[INPUT DATA]

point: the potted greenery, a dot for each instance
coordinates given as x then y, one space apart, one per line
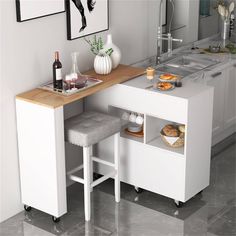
102 60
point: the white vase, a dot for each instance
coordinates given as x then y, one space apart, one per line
116 55
102 64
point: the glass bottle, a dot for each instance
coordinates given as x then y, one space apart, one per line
74 73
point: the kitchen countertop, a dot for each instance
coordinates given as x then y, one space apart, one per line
52 100
189 88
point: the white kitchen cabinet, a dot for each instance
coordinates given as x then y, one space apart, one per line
230 97
223 80
147 162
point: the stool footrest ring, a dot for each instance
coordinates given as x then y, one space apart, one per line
102 179
76 179
103 162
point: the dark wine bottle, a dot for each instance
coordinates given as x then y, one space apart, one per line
57 75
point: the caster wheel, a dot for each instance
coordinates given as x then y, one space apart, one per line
55 219
27 208
178 204
96 176
138 190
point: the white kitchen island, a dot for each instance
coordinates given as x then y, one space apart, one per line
177 173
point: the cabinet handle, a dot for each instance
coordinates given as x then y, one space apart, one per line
216 74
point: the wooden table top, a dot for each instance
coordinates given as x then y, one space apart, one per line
49 99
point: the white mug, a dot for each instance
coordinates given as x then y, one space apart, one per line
132 117
139 119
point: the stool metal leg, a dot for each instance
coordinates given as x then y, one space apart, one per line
91 167
117 165
87 200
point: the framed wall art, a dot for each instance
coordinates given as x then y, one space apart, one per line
32 9
85 17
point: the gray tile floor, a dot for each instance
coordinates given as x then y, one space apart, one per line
208 214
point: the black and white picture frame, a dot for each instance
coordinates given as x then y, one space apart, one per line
86 17
32 9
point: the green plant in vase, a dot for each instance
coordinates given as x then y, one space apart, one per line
102 60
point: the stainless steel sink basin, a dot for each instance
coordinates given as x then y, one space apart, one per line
186 65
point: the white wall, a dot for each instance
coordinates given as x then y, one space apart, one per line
26 57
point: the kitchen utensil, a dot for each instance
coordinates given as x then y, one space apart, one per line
139 119
231 8
134 128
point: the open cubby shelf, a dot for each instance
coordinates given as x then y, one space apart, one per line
157 142
152 128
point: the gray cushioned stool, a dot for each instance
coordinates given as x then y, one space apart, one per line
86 130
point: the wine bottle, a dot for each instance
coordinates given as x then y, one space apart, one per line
57 75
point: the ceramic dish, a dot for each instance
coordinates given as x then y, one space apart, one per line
134 128
175 77
155 87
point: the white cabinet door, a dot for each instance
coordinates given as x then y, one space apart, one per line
230 98
216 80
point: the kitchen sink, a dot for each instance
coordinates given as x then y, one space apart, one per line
186 64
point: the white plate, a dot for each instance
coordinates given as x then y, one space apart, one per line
157 89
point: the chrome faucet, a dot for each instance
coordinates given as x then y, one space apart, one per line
168 36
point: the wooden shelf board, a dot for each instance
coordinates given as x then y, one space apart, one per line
49 99
123 134
157 142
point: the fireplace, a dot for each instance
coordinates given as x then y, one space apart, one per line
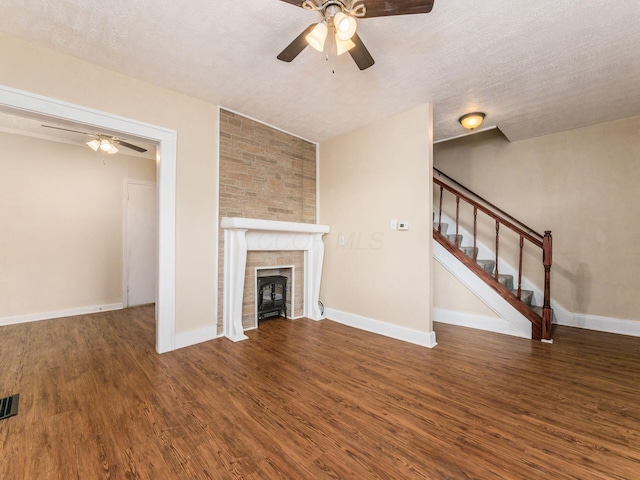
272 296
249 234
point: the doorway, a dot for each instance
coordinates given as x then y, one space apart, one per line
30 105
140 238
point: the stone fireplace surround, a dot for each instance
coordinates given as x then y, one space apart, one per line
248 234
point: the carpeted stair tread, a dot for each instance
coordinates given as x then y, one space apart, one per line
443 227
468 251
452 238
525 295
506 280
487 265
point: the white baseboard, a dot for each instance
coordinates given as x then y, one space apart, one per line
482 322
417 337
619 326
70 312
196 336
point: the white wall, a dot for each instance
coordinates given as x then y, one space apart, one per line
61 217
368 177
27 67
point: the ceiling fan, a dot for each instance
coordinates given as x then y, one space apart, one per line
104 143
339 20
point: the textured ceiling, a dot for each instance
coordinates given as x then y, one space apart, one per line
533 67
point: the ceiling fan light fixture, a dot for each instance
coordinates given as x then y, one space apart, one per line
345 25
343 46
317 36
472 120
94 145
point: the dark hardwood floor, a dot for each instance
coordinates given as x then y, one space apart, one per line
312 400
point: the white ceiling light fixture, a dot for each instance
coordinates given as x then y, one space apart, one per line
472 120
94 145
318 36
102 144
345 26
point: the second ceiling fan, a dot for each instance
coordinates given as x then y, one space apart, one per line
339 24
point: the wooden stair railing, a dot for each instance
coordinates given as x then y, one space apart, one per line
540 324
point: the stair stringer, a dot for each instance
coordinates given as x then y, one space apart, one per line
509 321
485 252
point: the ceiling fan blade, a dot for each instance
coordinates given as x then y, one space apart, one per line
69 130
360 54
295 47
129 145
385 8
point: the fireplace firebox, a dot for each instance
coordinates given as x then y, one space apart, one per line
272 296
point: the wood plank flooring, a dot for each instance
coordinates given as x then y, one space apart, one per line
314 400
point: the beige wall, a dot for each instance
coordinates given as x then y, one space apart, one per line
30 68
368 177
62 222
583 186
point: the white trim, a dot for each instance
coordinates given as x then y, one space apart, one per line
125 234
69 312
194 337
318 183
618 326
293 286
409 335
220 107
31 105
216 216
480 322
515 323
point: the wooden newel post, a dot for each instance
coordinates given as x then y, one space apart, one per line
546 308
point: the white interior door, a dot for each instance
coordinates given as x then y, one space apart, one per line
140 244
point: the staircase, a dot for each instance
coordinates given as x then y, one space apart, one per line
506 285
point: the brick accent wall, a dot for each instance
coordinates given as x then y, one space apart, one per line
266 174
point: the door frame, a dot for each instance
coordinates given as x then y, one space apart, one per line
125 234
31 105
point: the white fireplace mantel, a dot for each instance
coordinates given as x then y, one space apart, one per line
245 234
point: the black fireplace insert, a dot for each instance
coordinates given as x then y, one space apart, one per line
272 296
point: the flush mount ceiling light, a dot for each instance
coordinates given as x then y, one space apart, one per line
471 121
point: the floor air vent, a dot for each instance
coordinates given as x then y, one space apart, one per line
9 406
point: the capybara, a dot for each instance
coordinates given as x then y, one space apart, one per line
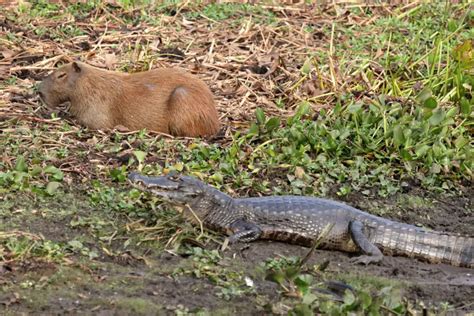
166 100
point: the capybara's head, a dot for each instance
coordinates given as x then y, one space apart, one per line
57 87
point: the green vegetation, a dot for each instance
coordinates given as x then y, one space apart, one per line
370 105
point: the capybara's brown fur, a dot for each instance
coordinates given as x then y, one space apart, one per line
165 100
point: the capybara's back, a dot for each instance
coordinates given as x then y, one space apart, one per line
165 100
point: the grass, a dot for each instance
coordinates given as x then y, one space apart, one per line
368 103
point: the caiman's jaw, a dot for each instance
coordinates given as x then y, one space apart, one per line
170 187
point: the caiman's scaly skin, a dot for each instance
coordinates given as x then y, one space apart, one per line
301 220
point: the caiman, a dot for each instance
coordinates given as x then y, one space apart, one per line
301 220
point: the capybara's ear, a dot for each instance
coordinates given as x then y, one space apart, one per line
76 67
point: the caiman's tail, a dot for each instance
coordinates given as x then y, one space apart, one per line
436 247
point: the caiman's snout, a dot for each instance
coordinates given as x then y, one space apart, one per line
172 187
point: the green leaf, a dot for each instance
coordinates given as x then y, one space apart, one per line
398 137
140 155
430 103
272 124
460 142
302 310
118 174
75 244
55 172
405 154
36 170
465 106
421 150
217 177
437 117
52 187
303 282
276 276
354 107
253 130
349 298
260 116
21 164
424 95
306 68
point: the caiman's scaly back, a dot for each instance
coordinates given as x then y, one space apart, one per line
301 220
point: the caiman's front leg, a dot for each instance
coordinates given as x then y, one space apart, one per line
244 231
372 254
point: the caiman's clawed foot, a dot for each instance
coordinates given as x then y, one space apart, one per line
366 259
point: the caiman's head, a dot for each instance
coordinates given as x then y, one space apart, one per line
180 190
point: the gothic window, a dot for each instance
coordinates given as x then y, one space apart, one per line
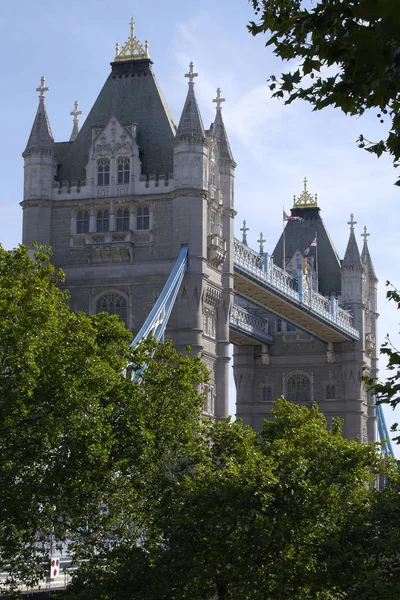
102 221
123 170
267 393
209 324
114 304
122 219
330 391
212 172
298 388
82 222
103 171
209 399
143 218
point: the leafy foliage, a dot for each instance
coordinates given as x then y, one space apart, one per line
79 443
288 514
349 57
389 390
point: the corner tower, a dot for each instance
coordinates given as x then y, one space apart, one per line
299 365
123 194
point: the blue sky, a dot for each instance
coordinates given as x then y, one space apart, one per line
72 43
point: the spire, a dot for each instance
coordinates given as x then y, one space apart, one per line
190 124
75 128
225 151
366 257
305 199
133 49
352 258
41 138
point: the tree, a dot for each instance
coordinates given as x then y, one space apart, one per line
287 514
81 445
389 391
349 57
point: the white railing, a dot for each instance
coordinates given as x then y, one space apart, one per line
264 269
244 320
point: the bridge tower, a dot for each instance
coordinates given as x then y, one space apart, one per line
117 201
299 365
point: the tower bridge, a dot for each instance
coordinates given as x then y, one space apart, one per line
135 199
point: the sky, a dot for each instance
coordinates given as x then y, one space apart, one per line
275 146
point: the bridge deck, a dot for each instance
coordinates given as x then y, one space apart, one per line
277 291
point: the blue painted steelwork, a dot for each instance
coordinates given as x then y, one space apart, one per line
383 432
244 322
262 270
157 320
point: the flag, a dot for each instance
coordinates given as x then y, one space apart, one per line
291 218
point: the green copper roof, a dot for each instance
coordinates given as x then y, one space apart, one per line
132 95
299 235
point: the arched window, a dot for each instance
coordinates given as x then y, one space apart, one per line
82 222
123 170
122 219
114 304
331 391
143 218
298 388
267 393
102 221
103 171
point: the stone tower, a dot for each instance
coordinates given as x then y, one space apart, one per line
300 366
119 198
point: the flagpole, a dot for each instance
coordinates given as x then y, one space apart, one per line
316 259
284 238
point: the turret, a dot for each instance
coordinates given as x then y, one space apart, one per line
75 128
352 271
39 171
190 146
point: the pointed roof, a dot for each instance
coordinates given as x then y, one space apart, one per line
41 137
218 128
131 94
299 235
366 257
352 259
190 124
300 232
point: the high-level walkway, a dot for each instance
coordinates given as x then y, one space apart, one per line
259 280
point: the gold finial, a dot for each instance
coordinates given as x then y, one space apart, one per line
42 88
352 222
191 75
133 49
218 100
305 199
365 235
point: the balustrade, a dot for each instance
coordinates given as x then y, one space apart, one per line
243 319
264 269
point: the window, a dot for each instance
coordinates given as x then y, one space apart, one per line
143 218
298 388
331 391
82 222
123 170
103 171
102 221
114 304
123 219
267 393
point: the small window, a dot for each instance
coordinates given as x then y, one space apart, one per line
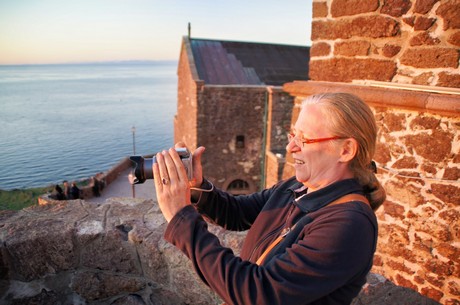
238 186
240 141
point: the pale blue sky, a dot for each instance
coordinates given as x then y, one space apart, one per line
64 31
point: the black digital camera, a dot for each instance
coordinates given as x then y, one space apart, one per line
142 167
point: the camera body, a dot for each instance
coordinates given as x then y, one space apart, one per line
142 167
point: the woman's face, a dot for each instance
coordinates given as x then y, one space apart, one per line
316 164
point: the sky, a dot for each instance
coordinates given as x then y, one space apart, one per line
73 31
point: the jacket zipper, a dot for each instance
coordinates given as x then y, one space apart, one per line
284 231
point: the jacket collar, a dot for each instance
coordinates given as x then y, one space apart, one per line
322 197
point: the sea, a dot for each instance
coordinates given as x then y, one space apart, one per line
72 121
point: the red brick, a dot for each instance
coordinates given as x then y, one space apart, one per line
371 26
435 147
352 48
423 23
451 173
353 7
448 80
405 162
424 6
348 69
447 193
390 50
320 49
423 38
449 12
319 9
394 210
424 123
454 39
394 122
432 293
396 8
449 251
431 57
400 280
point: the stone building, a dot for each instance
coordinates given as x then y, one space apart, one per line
402 58
223 96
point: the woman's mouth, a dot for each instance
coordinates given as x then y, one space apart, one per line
299 162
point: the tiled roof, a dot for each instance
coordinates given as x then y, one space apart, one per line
247 63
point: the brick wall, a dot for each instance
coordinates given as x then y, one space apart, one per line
407 42
189 88
419 166
225 113
399 41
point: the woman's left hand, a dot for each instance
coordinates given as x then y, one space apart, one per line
171 183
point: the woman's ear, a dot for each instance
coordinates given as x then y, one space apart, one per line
349 150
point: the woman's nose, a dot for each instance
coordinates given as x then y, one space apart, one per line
292 147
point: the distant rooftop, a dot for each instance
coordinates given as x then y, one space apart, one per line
248 63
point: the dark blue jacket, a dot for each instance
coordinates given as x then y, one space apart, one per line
326 263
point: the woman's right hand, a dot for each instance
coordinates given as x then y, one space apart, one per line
196 164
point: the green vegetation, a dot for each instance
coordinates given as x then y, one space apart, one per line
21 198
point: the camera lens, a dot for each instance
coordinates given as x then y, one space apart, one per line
142 169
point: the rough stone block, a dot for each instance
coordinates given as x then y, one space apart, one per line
352 48
449 11
348 69
447 193
430 57
448 80
396 8
423 38
390 50
353 7
320 49
454 39
435 147
320 9
373 27
424 6
423 23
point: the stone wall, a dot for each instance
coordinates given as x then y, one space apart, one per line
73 252
419 166
399 41
232 130
189 88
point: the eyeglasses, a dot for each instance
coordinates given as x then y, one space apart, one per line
300 139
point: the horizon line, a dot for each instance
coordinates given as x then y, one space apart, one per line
128 61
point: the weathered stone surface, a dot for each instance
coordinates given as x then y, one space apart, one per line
455 39
95 286
424 123
165 277
346 69
353 7
423 23
423 78
390 50
448 80
405 162
431 57
451 173
424 6
449 12
319 9
423 38
373 26
435 147
447 193
320 49
396 8
352 48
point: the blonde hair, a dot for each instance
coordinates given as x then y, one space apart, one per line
346 115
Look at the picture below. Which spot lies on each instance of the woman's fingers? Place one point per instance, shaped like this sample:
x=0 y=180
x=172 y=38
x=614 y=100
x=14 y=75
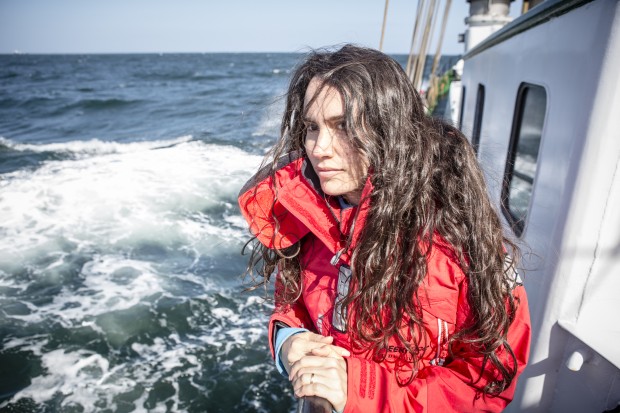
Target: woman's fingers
x=330 y=351
x=317 y=365
x=302 y=344
x=329 y=383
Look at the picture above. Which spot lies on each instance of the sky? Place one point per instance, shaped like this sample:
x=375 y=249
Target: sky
x=188 y=26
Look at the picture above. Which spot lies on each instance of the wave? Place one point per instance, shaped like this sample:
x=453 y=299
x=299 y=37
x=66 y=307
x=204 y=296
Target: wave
x=136 y=193
x=91 y=147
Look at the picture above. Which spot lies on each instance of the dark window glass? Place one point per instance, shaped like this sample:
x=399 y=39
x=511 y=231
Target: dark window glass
x=462 y=108
x=475 y=135
x=522 y=156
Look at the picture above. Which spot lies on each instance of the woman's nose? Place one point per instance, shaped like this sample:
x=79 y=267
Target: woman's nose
x=323 y=146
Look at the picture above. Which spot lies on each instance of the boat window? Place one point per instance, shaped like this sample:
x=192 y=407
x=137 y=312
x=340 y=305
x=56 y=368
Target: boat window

[/INPUT DATA]

* WHAT IS REQUIRED: Identify each line in the records above that contains the word "cabinet", and copy it out in full.

* EXERCISE RESULT:
point: the white kitchen cabinet, a dot for each instance
point: the cabinet handle, a dot for each instance
point: the white cabinet door, a dot for each instance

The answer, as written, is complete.